--- Start of RECORD SET ---

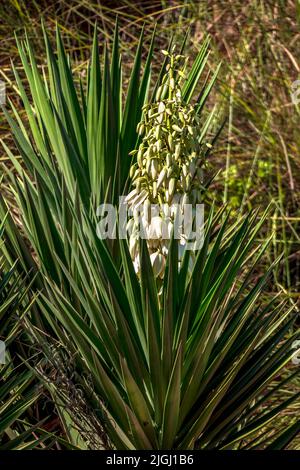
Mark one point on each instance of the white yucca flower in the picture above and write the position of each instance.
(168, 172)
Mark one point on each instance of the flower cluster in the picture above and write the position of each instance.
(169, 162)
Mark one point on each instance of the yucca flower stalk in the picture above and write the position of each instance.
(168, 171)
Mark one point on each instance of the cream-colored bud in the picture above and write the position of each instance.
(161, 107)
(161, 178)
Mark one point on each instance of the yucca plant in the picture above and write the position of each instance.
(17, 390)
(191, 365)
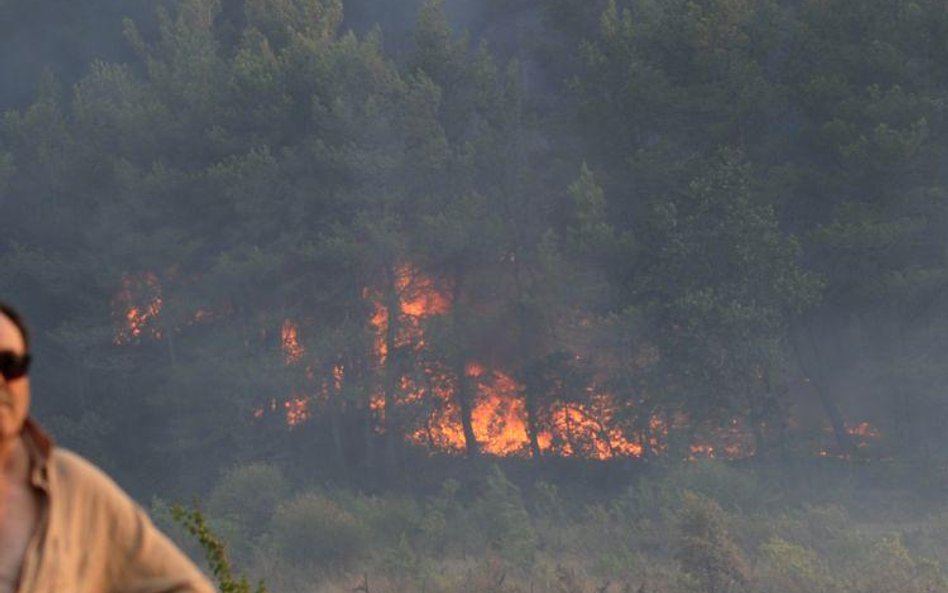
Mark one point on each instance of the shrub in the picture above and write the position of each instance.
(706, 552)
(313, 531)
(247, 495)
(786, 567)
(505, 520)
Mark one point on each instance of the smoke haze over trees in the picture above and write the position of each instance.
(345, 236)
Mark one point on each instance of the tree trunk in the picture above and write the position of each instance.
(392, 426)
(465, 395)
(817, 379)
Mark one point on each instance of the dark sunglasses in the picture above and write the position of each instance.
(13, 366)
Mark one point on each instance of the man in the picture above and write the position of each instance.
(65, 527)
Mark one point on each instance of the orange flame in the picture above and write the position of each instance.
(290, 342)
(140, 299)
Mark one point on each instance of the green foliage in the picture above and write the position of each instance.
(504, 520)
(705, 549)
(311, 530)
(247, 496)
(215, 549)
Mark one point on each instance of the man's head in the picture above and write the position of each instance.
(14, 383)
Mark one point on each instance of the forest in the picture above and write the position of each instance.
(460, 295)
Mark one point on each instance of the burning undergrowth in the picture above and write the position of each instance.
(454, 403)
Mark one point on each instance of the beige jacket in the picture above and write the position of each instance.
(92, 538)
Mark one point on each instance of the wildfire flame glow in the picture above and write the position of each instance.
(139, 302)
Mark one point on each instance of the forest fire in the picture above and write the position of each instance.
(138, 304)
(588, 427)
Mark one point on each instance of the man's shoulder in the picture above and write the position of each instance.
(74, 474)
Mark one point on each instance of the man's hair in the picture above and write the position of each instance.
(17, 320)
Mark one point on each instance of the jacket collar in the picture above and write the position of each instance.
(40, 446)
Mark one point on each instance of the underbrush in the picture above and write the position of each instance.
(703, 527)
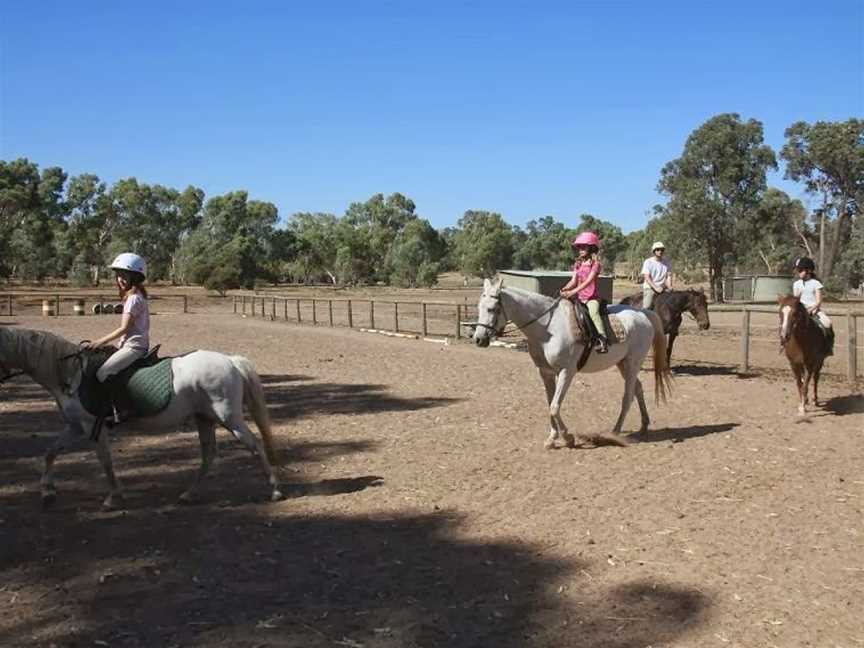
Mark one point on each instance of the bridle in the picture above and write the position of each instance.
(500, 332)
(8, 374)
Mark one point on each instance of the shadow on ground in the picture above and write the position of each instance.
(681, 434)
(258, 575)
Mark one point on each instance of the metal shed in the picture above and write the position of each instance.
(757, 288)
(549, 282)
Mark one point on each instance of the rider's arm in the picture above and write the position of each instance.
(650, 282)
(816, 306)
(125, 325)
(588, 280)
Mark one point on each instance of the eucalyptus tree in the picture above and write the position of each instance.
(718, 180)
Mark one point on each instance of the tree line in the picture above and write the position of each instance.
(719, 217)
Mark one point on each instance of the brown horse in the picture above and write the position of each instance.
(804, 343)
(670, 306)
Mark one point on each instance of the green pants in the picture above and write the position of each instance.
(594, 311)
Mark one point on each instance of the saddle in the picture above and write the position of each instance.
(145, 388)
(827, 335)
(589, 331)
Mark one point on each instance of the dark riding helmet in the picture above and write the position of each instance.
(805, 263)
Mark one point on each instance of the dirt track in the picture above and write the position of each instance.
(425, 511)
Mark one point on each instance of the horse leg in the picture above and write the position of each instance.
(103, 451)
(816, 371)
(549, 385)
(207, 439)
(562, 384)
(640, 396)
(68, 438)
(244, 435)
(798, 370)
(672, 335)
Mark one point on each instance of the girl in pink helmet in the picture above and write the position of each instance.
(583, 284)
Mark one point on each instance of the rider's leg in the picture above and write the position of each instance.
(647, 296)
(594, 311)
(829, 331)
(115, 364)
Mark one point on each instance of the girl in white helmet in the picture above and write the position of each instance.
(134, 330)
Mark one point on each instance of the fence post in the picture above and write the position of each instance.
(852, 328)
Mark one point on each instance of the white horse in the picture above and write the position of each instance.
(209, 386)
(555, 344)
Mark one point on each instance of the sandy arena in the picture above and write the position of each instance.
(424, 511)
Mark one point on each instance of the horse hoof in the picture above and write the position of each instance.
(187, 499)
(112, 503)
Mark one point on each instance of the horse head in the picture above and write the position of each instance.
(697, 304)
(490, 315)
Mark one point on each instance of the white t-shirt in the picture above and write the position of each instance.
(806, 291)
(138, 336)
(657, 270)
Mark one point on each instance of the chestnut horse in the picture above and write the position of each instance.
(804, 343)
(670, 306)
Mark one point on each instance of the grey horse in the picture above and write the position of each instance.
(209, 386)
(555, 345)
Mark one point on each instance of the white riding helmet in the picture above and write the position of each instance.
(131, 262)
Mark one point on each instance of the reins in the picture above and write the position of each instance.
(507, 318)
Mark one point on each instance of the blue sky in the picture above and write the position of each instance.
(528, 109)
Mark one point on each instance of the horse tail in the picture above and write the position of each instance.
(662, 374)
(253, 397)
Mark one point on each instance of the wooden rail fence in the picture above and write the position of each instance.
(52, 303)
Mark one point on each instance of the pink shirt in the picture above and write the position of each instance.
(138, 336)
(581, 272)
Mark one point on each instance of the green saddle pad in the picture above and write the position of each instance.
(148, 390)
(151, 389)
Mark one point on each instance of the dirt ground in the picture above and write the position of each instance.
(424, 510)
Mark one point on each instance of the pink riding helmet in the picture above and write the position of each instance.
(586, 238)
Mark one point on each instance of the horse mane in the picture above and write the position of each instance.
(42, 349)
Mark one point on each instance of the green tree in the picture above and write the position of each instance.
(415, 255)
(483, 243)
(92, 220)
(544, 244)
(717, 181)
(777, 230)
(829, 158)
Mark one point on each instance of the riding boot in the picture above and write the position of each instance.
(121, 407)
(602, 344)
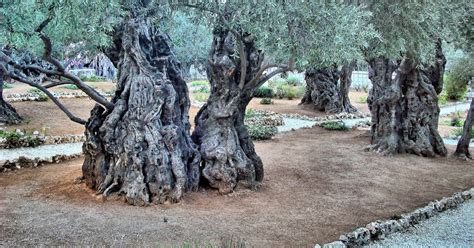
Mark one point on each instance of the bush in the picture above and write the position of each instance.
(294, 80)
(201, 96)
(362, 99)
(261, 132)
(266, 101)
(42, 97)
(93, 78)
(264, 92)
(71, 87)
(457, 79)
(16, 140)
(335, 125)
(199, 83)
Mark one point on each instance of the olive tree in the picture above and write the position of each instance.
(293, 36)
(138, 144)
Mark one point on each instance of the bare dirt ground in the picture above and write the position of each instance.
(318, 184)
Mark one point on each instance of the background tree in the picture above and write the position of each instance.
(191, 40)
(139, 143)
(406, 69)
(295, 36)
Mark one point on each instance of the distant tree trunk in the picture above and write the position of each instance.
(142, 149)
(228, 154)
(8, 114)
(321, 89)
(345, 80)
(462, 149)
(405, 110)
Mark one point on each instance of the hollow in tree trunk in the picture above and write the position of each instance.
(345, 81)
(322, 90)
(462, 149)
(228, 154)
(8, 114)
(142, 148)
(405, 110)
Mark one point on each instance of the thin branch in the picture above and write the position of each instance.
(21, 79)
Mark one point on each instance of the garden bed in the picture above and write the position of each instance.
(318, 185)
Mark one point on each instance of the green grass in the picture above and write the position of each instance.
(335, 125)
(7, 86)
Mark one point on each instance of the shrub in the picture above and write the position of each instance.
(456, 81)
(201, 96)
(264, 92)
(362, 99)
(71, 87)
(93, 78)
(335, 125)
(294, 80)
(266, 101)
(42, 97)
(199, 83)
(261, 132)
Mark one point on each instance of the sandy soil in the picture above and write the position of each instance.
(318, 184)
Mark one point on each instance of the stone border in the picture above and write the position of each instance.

--- End of RECORD SET ---

Print the records word for word and exclude any picture they hold.

[FINISHED ANSWER]:
Mark one point on each instance of the white yucca flower in the picture above and write the position of each instance.
(168, 172)
Mark one point on each instance of the flower cluster in the picture above and write the position of each instance.
(169, 162)
Mark one point on each instance of the yucca flower stalk in the picture above and write the position of each instance.
(168, 171)
Mark one point on each instance of the cream-colored bud in the picture above and write the position of each instance.
(161, 107)
(161, 178)
Mark one point on each instance of the yucca plant in the picture above and write the position of each instance.
(17, 390)
(191, 365)
Mark one point on each instance of the shrub in the picture above and write the position of each instance.
(706, 552)
(313, 531)
(247, 495)
(786, 567)
(505, 520)
Mark one point on each instance of the smoke haze over trees in the picture above and write the position of each instance.
(345, 236)
Mark one point on each instance of the tree trunk in the picture above and write the position of each instance.
(392, 426)
(465, 395)
(817, 379)
Mark one point on each instance of the dark sunglasses in the picture above and write the position of each instance.
(13, 366)
Mark one point on each instance of the man in the picture above and write the position of each instance.
(65, 527)
Mark one point on each instance of the orange flame in the picture above and write the position of each instance.
(290, 342)
(140, 299)
Mark one point on each instance of the green foliage in the picture above and write the position of each instance.
(504, 520)
(705, 549)
(311, 530)
(247, 496)
(215, 549)
Mark one point on each instance of the man's head in the picture above and write the position of each instance.
(14, 383)
Mark one point on each instance of the forest in the picture above and write the position of each instance.
(460, 295)
Mark one point on each instance of the burning undergrowth in the picture above and write the position of each instance.
(454, 403)
Mark one point on each instance of the beige jacket in the picture above and write the position of each instance.
(92, 538)
Mark one point on each instance of the wildfire flame glow in the picture above and write the position of each instance.
(139, 302)
Mark one point on each instance of the forest fire in the picture above and write the position of each instance.
(138, 304)
(588, 427)
Mark one point on each instance of the man's shoulder in the picture above and write the position of each instance.
(74, 474)
Mark one point on each instance of the man's hair in the picture above and write the position of each instance.
(17, 320)
Mark one point on each instance of the jacket collar in the picture above and write the position of each instance.
(40, 446)
Mark one point on each instance of the underbrush in the picture above and write the position of each instance.
(703, 527)
Mark one point on each instance of the bridle in the picture above and write the position of each instance.
(500, 332)
(8, 374)
Mark one point on each instance of the shadow on ground in the picture above and write the position of each instance.
(681, 434)
(258, 575)
Mark one point on each instance of the metal shed in the picture above and write the position of each instance.
(757, 288)
(549, 282)
Mark one point on each instance of the rider's arm in the picture above and write the position of each instance.
(650, 282)
(816, 306)
(125, 325)
(588, 280)
Mark one point on each instance of the eucalyptus tree in the picture above and write the position of each instance.
(718, 180)
Mark one point on each instance of the tree line in the picture above and write the position of each instance.
(719, 217)
Mark one point on each instance of the brown horse in the picture above and write the position of each instance.
(804, 343)
(670, 306)
Mark one point on each instance of the green pants in the picture above and write the position of each instance.
(594, 311)
Mark one point on each instance of the saddle in the picture above and write the position of each instance.
(145, 388)
(827, 335)
(589, 331)
Mark one point on each instance of the dark riding helmet in the picture above and write the position of each instance.
(805, 263)
Mark one point on each instance of the dirt track in the picture above and write the position of each instance.
(425, 511)
Mark one point on each instance of the horse leg in the picture above and write the position of each instance.
(103, 451)
(816, 371)
(549, 385)
(207, 439)
(562, 384)
(640, 396)
(68, 438)
(244, 435)
(798, 370)
(672, 335)
Mark one point on each instance of the girl in pink helmet in the picture above and write the position of each instance.
(583, 284)
Mark one point on each instance of the rider's leg in the picture above and write the position of each instance.
(647, 296)
(594, 311)
(829, 331)
(115, 364)
Mark one point on each instance of the girl in white helmet in the picture above and write the position of each instance.
(134, 330)
Mark one point on each instance of the fence post in the picture above and write the position of each instance.
(852, 328)
Mark one point on each instance of the white horse in the picture above and write the position of each instance.
(209, 386)
(555, 344)
Mark one point on each instance of the sandy arena in the picture above and write the position of each instance.
(424, 511)
Mark one point on each instance of the horse hoof in the picture above and write the position of each instance.
(187, 499)
(112, 503)
Mark one point on each instance of the horse head in the picture above and write the position of each instance.
(697, 304)
(490, 315)
Mark one point on each instance of the white t-shirt in the picture above and write the position of each instance.
(806, 291)
(138, 336)
(657, 270)
Mark one point on each instance of the chestnut horse in the picture above and write the position of each instance.
(804, 343)
(670, 306)
Mark one point on each instance of the grey horse in the picture above and write the position of each instance.
(209, 386)
(555, 345)
Mark one point on each instance of the white riding helmet in the picture above and write the position of each instance.
(131, 262)
Mark one point on each instance of the reins in the picture above and write the position of each instance.
(507, 318)
Mark one point on each instance of the blue sky in the picture above and write the position of each instance.
(528, 109)
Mark one point on each instance of the horse tail in the picture above and write the position of each instance.
(662, 374)
(253, 397)
Mark one point on each instance of the wooden rail fence in the picture above and write the position of each instance.
(52, 303)
Mark one point on each instance of the pink shirt in the picture above and write the position of each instance.
(138, 336)
(581, 272)
Mark one point on each instance of the green saddle pad in the picture above and write the position of each instance.
(148, 390)
(151, 389)
Mark one point on each instance of the dirt ground in the picture above and write the position of each instance.
(424, 510)
Mark one point on each instance of the pink riding helmet in the picture above and write the position of each instance.
(586, 238)
Mark one point on each instance of the horse mane in the picture above and write the position of each instance.
(42, 349)
Mark one point on each instance of the green tree in the picture above and write the position of each instance.
(415, 255)
(483, 243)
(92, 220)
(544, 244)
(717, 181)
(777, 230)
(829, 158)
Mark one point on each instance of the riding boot in the picture above and write the position of each instance.
(121, 407)
(602, 344)
Mark one point on each instance of the bush in the picture above and write the position of each instance.
(294, 80)
(201, 96)
(362, 99)
(261, 132)
(266, 101)
(42, 97)
(93, 78)
(264, 92)
(71, 87)
(457, 79)
(16, 140)
(335, 125)
(199, 83)
Mark one point on each instance of the olive tree in the picture above and write the position of each instance.
(293, 36)
(138, 144)
Mark one point on each instance of the bare dirt ground in the picture above and write the position of each instance.
(318, 184)
Mark one point on each instance of the background tree in the picture above and write the position of each instance.
(191, 40)
(139, 143)
(406, 69)
(295, 36)
Mark one point on each instance of the distant tree trunk in the picture above and write the position of each instance.
(142, 149)
(228, 154)
(8, 114)
(321, 89)
(345, 80)
(462, 149)
(405, 110)
Mark one point on each instance of the hollow in tree trunk in the picture above and write the position of each instance.
(345, 81)
(322, 90)
(462, 149)
(228, 154)
(8, 114)
(142, 148)
(405, 110)
Mark one point on each instance of the thin branch in the picture above and write the position of each instance.
(21, 79)
Mark one point on each instance of the garden bed in the picture above and write the position of each instance.
(318, 185)
Mark one point on each instance of the green grass in the picture above and write the position of each instance.
(335, 125)
(7, 86)
Mark one point on each instance of the shrub in the picture above and write the position of each instance.
(456, 81)
(201, 96)
(264, 92)
(362, 99)
(71, 87)
(93, 78)
(335, 125)
(294, 80)
(266, 101)
(42, 97)
(199, 83)
(261, 132)
Mark one point on each instance of the sandy soil in the picture above and write the position of each instance.
(318, 184)
Mark one point on each instance of the stone border in the picture above and write the position of each instance.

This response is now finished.